Dataset entries:
[Start of Attachment]
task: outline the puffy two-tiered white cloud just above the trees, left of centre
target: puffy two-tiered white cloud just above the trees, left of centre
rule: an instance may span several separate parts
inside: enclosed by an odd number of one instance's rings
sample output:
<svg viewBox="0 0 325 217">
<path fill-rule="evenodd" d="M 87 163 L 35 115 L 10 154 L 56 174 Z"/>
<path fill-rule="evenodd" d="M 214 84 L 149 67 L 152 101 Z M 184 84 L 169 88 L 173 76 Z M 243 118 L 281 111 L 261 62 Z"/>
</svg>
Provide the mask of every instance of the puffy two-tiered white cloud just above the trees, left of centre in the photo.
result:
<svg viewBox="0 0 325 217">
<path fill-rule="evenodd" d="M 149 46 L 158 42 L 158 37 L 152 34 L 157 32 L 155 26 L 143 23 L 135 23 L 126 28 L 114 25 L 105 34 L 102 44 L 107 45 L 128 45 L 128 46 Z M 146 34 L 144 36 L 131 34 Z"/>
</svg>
[End of Attachment]
> _WORK ITEM_
Your answer should be only the number of lines, in the entries above, that include "cloud".

> _OUTPUT_
3